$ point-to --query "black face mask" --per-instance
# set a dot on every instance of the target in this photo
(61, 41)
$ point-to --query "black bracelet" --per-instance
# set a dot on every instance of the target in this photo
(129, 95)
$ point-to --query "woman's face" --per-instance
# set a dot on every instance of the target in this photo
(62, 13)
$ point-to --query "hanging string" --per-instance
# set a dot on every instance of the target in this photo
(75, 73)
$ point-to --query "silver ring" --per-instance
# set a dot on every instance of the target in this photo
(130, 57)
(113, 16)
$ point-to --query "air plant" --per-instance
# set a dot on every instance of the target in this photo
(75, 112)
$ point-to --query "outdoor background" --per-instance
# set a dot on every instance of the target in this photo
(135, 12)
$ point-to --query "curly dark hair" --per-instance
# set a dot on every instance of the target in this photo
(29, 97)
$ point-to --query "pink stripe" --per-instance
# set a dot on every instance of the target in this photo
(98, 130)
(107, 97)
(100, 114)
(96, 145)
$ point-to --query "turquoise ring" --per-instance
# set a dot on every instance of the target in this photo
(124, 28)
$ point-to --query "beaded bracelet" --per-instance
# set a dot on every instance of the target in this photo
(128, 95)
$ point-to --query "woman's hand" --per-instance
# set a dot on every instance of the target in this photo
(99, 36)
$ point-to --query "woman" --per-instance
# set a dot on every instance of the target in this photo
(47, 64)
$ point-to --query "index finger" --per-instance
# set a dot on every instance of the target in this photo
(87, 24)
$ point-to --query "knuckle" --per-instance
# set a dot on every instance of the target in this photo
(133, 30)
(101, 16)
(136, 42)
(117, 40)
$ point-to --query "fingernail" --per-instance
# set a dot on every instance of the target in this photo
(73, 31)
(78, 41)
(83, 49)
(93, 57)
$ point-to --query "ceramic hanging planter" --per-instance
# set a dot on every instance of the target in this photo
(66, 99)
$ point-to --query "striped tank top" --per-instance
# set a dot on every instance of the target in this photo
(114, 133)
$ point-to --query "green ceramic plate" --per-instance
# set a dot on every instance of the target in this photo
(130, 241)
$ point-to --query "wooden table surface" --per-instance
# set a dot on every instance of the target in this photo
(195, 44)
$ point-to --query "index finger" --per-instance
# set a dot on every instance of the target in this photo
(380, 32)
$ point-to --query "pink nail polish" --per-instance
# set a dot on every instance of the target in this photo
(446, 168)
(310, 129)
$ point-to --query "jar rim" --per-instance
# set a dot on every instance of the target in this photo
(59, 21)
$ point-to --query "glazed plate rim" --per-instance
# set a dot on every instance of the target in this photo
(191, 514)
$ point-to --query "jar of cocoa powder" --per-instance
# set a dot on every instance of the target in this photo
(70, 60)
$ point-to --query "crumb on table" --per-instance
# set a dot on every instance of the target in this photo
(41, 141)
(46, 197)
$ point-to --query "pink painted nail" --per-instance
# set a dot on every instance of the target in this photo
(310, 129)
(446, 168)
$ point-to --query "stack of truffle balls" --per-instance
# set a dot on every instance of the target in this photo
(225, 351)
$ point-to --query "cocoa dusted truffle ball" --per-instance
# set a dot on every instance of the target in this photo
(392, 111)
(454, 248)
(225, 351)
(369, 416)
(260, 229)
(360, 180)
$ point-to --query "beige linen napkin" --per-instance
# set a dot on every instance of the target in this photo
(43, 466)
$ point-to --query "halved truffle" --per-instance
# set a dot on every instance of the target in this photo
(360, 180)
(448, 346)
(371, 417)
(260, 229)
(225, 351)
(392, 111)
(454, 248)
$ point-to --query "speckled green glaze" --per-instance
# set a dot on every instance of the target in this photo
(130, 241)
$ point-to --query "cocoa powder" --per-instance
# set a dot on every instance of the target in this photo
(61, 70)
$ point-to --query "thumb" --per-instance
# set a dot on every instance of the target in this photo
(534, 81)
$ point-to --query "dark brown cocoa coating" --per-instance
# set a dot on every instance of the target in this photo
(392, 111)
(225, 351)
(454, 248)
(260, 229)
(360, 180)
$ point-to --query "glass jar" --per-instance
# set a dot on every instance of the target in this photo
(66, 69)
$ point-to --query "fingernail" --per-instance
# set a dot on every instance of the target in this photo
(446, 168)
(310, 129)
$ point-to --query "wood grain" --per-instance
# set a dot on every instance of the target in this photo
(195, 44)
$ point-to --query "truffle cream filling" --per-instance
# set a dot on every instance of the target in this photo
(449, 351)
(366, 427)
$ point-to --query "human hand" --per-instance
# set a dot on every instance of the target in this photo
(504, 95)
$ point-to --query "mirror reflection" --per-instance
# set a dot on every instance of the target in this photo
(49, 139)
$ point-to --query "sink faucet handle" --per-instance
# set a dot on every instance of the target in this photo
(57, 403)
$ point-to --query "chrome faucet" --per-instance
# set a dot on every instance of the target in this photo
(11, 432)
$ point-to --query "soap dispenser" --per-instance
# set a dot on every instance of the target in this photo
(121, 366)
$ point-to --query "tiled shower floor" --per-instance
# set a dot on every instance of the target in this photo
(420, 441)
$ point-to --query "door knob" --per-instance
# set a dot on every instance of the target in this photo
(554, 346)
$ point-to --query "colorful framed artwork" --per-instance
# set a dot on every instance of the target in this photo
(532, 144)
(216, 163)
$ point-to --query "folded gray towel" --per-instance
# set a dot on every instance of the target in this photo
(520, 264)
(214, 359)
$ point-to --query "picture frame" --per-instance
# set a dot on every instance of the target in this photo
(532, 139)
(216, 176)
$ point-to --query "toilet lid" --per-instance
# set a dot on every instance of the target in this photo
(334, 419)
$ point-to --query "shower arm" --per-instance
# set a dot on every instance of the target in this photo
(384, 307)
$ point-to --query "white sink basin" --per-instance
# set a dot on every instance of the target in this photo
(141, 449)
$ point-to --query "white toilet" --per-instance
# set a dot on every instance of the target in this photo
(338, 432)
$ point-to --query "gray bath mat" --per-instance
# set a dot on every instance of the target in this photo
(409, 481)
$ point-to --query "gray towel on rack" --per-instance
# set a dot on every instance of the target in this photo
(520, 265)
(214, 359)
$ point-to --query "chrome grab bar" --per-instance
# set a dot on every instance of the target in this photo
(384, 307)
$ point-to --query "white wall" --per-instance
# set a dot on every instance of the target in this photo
= = = = =
• [What this task involves]:
Which lines in the records above contain the word "green", with case counting? List each such line in full.

• [Exercise answer]:
$ point-to --query "green ceramic plate" --per-instance
$ point-to --query "speckled green glaze" --per-instance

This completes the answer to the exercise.